* _Cel zadania 1_
W tekście o zakupach w amerykańskich sklepach zmień nazwę „Walmart” na „Target” i przepisz wszystko od słów „Takim okazjom trudno” aż do słów „do drobnych bijatyk.”.
* _Cel zadania 2_
Poprowadź dalej tekst o zakupach w amerykańskich sklepach, zaczynając zaraz po jego ostatnim zdaniu.

* _Wybrany fragment_

::::::

50-calowy telewizor LED za 229 dolarów lub 32 -calowy za 98 dolarów, iPad Mini za 200 dolarów, 50 proc. zniżki na wszystko w sklepie odzieżowym Old Navy. To tylko niektóre z tysięcy ofert jakie dla klientów przygotowały w tym roku sieci handlowe.

Takim okazjom trudno się oprzeć, więc dziesiątki milionów Amerykanów zaraz po zakończeniu świątecznego obiadu ruszyło do sklepów. W samym supermarkecie Walmart zakupy zrobiło wczoraj 22 miliony osób. Najpopularniejsza była elektronika - telewizory, komputery, tablety i aparaty fotograficzne. W tym roku doszło do niewielu incydentów - nikt nikogo nie stratował ani nie zastrzelił. W pojedynczych sklepach doszło tylko do drobnych bijatyk.

::::::

* _Materiał_
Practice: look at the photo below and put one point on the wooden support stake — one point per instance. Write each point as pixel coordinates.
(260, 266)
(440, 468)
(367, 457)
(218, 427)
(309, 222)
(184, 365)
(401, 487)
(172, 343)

::::::

* _Wynik końcowy 1_
Takim okazjom trudno się oprzeć, więc dziesiątki milionów Amerykanów zaraz po zakończeniu świątecznego obiadu ruszyło do sklepów. W samym supermarkecie Target zakupy zrobiło wczoraj 22 miliony osób. Najpopularniejsza była elektronika - telewizory, komputery, tablety i aparaty fotograficzne. W tym roku doszło do niewielu incydentów - nikt nikogo nie stratował ani nie zastrzelił. W pojedynczych sklepach doszło tylko do drobnych bijatyk.

* _Wynik końcowy 2_
Otwarcie sklepów w dzień świąteczny spotkało się z surową krytyką amerykańskich mediów. Handlowcy bronią się jednak, że dają klientom to czego oni potrzebują i że nikt nikogo nie zmusza do pójścia na zakupy. Z kolei dla pracowników sieci handlowych praca w święto była dobrowolna. Ci, którzy się na to zdecydowali otrzymali wynagrodzenie za godziny nadliczbowe, darmowe posiłki i duże zniżki na świąteczne zakupy.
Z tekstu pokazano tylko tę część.